#### EXTRACT:
※

To demonstrate mastery of Unit 3, learners must be able to:

  • Estimate Spend: Create a cost estimate for a 3-tier application using the Pricing Calculator.
  • Prevent Accidents: Explain the difference between an RBAC role and a Resource Lock in preventing accidental deletion.
  • Standardize Resources: Write a basic Azure Policy definition to restrict resource deployment to a specific region.
  • Diagnose Issues: Distinguish between a resource-specific issue (Azure Monitor) and a global platform outage (Azure Service Health).
  • Automate: Identify why ARM templates are superior to manual portal deployment for repeatable environments.

Real-World Application

Governance and management are the "guardrails" of the cloud. In a professional setting, these tools solve critical business problems:

  1. Financial Accountability: Companies use Tags to attribute cloud spend to specific departments (e.g., Marketing vs. Engineering), preventing budget overruns.
  2. Regulatory Compliance: Healthcare and Finance firms use Azure Policy to ensure data never leaves a specific geographic region, meeting legal data sovereignty requirements.
  3. Operational Resilience: DevOps teams use Azure Monitor and Service Health to set up automated alerts, ensuring that if a web server fails, the team is notified before the customers notice an outage.
  4. Hybrid Strategy: Enterprises with legacy on-premises servers use Azure Arc to manage their local hardware using the same interface they use for cloud-native resources.

[!IMPORTANT] Management and Governance are not one-time setups; they are continuous processes that evolve as the cloud footprint grows.

※

#### AIM OF THE EXERCISE:
In the Azure governance text, list the names of the business problems given under "Real-World Application." The records have nothing to do with the Azure governance text.

※

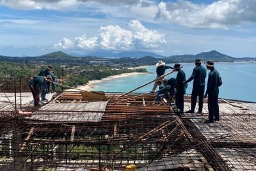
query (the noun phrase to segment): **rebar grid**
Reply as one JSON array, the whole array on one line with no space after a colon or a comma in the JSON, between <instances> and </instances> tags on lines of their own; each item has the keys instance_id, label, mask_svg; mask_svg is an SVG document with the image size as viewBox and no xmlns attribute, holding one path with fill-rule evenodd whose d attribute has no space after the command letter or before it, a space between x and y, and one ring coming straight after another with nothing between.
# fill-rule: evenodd
<instances>
[{"instance_id":1,"label":"rebar grid","mask_svg":"<svg viewBox=\"0 0 256 171\"><path fill-rule=\"evenodd\" d=\"M221 121L205 124L206 114L180 117L154 95L113 105L116 96L106 105L63 99L31 115L3 112L0 170L256 170L255 104L221 103Z\"/></svg>"}]
</instances>

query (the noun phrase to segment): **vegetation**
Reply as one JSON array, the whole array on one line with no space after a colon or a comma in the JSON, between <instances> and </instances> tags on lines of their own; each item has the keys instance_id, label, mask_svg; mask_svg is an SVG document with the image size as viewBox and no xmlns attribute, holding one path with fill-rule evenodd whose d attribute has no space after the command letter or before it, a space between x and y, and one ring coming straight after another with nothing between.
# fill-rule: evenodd
<instances>
[{"instance_id":1,"label":"vegetation","mask_svg":"<svg viewBox=\"0 0 256 171\"><path fill-rule=\"evenodd\" d=\"M0 56L0 77L36 76L49 64L53 66L56 78L64 84L76 87L88 81L129 72L146 72L145 69L129 70L139 66L154 65L159 60L166 63L193 62L196 58L215 62L255 61L256 58L234 58L216 50L196 55L173 56L159 58L145 56L104 58L95 56L74 57L56 52L38 57L6 57Z\"/></svg>"},{"instance_id":2,"label":"vegetation","mask_svg":"<svg viewBox=\"0 0 256 171\"><path fill-rule=\"evenodd\" d=\"M90 80L99 80L108 76L131 72L147 72L145 69L129 70L125 67L111 66L108 64L79 64L62 63L0 62L0 77L32 77L49 64L52 65L57 81L63 80L67 86L77 87Z\"/></svg>"}]
</instances>

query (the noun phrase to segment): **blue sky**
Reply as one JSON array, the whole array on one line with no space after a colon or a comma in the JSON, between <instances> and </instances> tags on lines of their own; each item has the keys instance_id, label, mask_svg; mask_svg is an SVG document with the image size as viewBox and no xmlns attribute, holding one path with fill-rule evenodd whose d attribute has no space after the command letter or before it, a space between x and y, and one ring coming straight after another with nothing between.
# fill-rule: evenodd
<instances>
[{"instance_id":1,"label":"blue sky","mask_svg":"<svg viewBox=\"0 0 256 171\"><path fill-rule=\"evenodd\" d=\"M256 57L255 0L0 0L0 54L216 50Z\"/></svg>"}]
</instances>

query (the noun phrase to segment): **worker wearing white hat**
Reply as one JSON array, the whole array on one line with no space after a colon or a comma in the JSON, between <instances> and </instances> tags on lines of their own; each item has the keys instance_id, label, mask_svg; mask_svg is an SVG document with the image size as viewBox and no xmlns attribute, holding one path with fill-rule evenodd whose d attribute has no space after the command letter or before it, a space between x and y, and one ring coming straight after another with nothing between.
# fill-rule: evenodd
<instances>
[{"instance_id":1,"label":"worker wearing white hat","mask_svg":"<svg viewBox=\"0 0 256 171\"><path fill-rule=\"evenodd\" d=\"M159 78L161 76L162 76L164 74L165 72L165 70L166 69L174 69L173 67L172 66L166 66L164 65L165 63L163 62L162 61L158 61L158 63L156 64L156 66L157 66L157 67L156 68L156 74L157 74L157 77L156 78ZM156 79L155 81L155 83L154 84L154 87L152 89L152 91L154 92L156 91L156 87L157 87L157 81L161 80L163 81L163 79L164 78L164 77L162 78L159 78L159 79Z\"/></svg>"}]
</instances>

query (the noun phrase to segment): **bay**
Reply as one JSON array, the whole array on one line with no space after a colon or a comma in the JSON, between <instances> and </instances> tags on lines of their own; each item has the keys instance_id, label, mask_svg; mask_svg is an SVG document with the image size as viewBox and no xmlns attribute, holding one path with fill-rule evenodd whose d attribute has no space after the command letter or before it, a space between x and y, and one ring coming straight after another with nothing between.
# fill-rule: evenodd
<instances>
[{"instance_id":1,"label":"bay","mask_svg":"<svg viewBox=\"0 0 256 171\"><path fill-rule=\"evenodd\" d=\"M173 66L174 64L166 64ZM182 70L189 78L195 67L195 63L181 63ZM220 87L220 98L256 102L256 63L215 63L216 69L219 71L223 84ZM205 66L205 64L203 64ZM95 91L105 92L125 93L143 85L156 78L156 66L147 66L150 72L143 75L120 77L102 81L93 84ZM166 70L166 73L171 71ZM208 72L209 70L207 70ZM177 72L168 75L166 78L176 77ZM206 78L206 81L208 78ZM142 87L135 92L150 92L153 84ZM189 83L187 94L191 94L193 81Z\"/></svg>"}]
</instances>

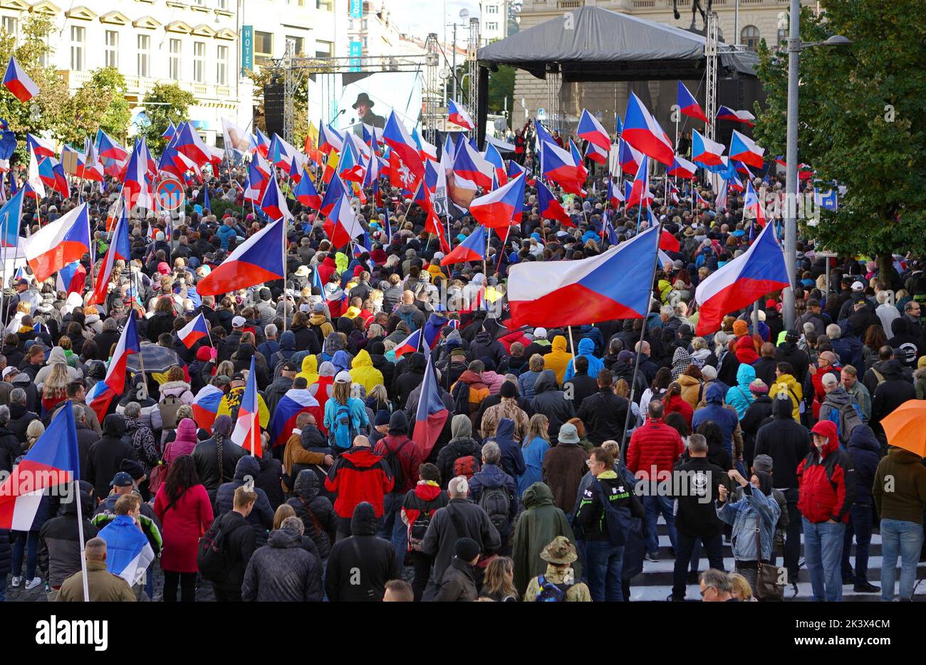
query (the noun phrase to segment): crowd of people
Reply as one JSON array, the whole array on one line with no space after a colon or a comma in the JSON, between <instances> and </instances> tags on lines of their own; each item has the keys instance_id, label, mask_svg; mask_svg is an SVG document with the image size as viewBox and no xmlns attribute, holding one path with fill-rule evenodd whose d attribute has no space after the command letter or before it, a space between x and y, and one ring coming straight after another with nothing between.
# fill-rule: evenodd
<instances>
[{"instance_id":1,"label":"crowd of people","mask_svg":"<svg viewBox=\"0 0 926 665\"><path fill-rule=\"evenodd\" d=\"M519 132L517 158L533 169L530 145ZM770 169L757 188L781 189ZM841 600L844 584L912 598L926 469L881 422L926 399L917 257L885 271L799 242L794 328L772 293L697 336L695 289L747 247L752 222L741 195L718 208L698 186L707 203L693 205L683 185L653 206L679 250L658 267L645 319L516 327L511 266L597 256L606 211L619 242L636 232L636 211L611 210L598 178L584 199L555 188L572 225L542 220L529 183L521 223L490 235L484 262L442 266L425 212L383 180L382 205L371 193L357 204L369 250L332 246L318 212L291 199L285 282L213 297L197 282L267 220L242 200L244 169L206 173L184 217L132 212L131 259L117 262L104 303L85 305L99 274L90 256L83 290L27 272L5 296L0 471L73 410L91 599L157 597L159 569L164 601L208 586L223 601L620 601L666 558L669 599L696 599L703 551L702 598L750 600L774 596L761 571L779 558L798 594L802 539L814 599ZM98 263L117 193L84 184L38 209L26 199L23 232L79 194ZM450 220L451 245L474 228ZM131 311L146 369L100 418L86 395ZM199 314L209 334L188 348L178 333ZM396 357L426 326L432 347ZM413 436L429 359L449 415L425 454ZM260 457L231 438L252 360ZM209 386L222 394L214 422L194 408ZM314 403L271 440L290 391ZM7 581L82 599L77 502L42 502L29 531L0 531L0 599ZM131 585L107 568L127 526L155 556ZM880 587L868 566L876 530Z\"/></svg>"}]
</instances>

※

#### PROBLEM SOLUTION:
Financial Accountability, Regulatory Compliance, Operational Resilience, Hybrid Strategy